SOURCE EXTRACT:
═══
Drought in Central America: overcoming the effects of a silent enemy

Four years of drought and the emergence of El Niño in Central America have affected food production and the incomes of small producers, a sector vulnerable to poverty

Deyra Caballero
Apr 26, 2018 · 4 min read
Smallholder farmers have been hard hit by the prolonged drought in Central America’s Dry Corridor. Photo: WFP/Julio Gómez

In Central America’s Dry Corridor, deforestation, erosion and inadequate agricultural practices have resulted in the decline of food security. Those affected have resorted to survival mechanisms such as selling their tools, livestock and land. The lack of income has pushed thousands of people to migrate within their countries or outside.

The growing season between May and August is the hardest time of the year for rural communities: entire families struggle to collect and buy enough food for their own consumption and to sell at local markets.

The World Food Programme (WFP) is working with governments and the European Union to reach the largest number of people affected by prolonged drought. The aim is to increase household agricultural production, diversify sources of income, teach new production techniques and ensure families can access social protection networks.

Dexi Marina Claro, a 48-year-old single mother, is from the Mázala community in El Salvador. She is taking up the challenge of strengthening food security for herself and her loved ones by participating in a project called Responding to “El Niño” phenomenon in the Dry Corridor of Central America, which has the financial support of the European Union.

“I like to participate in projects, to learn something new and look for ways to help the community,” says Dexi, who has been actively involved in the Project since February 2017. On her plot, she has fruit trees and forest trees, soil and water conservation works and an irrigation system for her vegetable garden.
═══
Stored items:
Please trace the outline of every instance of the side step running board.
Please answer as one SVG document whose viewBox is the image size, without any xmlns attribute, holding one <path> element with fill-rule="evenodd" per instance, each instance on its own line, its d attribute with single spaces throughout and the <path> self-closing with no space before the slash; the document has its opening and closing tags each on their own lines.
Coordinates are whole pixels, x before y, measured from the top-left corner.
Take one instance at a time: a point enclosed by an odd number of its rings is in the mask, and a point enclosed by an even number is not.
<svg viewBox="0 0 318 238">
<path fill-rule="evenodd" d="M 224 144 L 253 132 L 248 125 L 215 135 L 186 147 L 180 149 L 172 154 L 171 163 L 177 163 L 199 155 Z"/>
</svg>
═══
APPLY WHAT YOU READ:
- a) Answer these from the drought article:
(i) How many years of drought does the article mention?
(ii) Between which months does the growing season run?
(iii) Since when has Dexi Marina Claro been actively involved in the Project?
- b) From the drought article, copy out the stretch from "Dexi Marina Claro, a" through "her vegetable garden.".

ANSWER SECTION:
- a)
(i) Four years.
(ii) Between May and August.
(iii) Since February 2017.

- b)
Dexi Marina Claro, a 48-year-old single mother, is from the Mázala community in El Salvador. She is taking up the challenge of strengthening food security for herself and her loved ones by participating in a project called Responding to “El Niño” phenomenon in the Dry Corridor of Central America, which has the financial support of the European Union.

“I like to participate in projects, to learn something new and look for ways to help the community,” says Dexi, who has been actively involved in the Project since February 2017. On her plot, she has fruit trees and forest trees, soil and water conservation works and an irrigation system for her vegetable garden.